**EXERCISE DESCRIPTION:** After locating the line with "Identify each instance of the meandering", retype it and every later line exactly, stopping at the end of the records.

**DATA SECTION:**
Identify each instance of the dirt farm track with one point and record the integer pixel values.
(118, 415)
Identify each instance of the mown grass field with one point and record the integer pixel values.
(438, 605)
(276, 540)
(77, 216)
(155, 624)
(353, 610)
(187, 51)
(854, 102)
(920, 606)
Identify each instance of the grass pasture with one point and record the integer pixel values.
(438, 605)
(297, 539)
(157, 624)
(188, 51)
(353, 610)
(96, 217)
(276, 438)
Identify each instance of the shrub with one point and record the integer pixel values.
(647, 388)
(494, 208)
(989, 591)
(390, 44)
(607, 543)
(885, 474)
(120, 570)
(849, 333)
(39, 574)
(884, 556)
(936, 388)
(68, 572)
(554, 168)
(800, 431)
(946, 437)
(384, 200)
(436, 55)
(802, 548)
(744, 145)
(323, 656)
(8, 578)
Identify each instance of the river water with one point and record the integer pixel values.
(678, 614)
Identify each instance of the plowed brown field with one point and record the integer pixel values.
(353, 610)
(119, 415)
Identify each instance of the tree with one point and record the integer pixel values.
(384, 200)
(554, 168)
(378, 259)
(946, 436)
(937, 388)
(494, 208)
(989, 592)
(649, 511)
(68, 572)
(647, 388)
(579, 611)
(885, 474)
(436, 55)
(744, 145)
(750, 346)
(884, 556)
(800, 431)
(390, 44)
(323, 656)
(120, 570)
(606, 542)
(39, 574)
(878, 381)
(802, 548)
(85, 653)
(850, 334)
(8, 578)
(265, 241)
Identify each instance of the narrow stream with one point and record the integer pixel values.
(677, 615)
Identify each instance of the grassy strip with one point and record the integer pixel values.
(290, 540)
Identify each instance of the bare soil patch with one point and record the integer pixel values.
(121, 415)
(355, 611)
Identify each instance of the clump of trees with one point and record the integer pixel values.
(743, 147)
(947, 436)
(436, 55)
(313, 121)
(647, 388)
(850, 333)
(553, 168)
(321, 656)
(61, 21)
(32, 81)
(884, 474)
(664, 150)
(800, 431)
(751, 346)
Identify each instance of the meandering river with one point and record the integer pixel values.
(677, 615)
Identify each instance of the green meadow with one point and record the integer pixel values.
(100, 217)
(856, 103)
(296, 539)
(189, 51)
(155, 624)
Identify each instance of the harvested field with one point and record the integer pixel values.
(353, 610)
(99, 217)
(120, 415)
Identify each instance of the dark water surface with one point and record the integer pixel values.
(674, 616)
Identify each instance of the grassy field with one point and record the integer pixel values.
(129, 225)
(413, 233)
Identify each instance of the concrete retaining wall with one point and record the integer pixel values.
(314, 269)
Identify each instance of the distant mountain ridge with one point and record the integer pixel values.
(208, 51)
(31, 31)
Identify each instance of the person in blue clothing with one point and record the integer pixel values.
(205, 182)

**TASK OUTPUT:**
Identify each instance of the meandering river with one point and record the integer pixel values.
(677, 615)
Identify each instance of the green meadow with one point and record the integer pixel values.
(100, 217)
(856, 103)
(296, 539)
(189, 51)
(155, 624)
Identify each instance of the harvested field with one point and record the integer pixel values.
(353, 610)
(99, 217)
(120, 415)
Identify each instance of the dark water surface with one point and record the integer pixel values.
(674, 616)
Identify each instance of the grassy field with one point and record the integer pixel values.
(129, 225)
(413, 233)
Identify each instance of the concrete retaining wall with one point and record the integer pixel values.
(314, 269)
Identify each instance of the distant mountain ridge with one point and record the integer pixel values.
(208, 51)
(31, 31)
Identify each instance of the person in blue clothing with one point and record the integer pixel values.
(205, 182)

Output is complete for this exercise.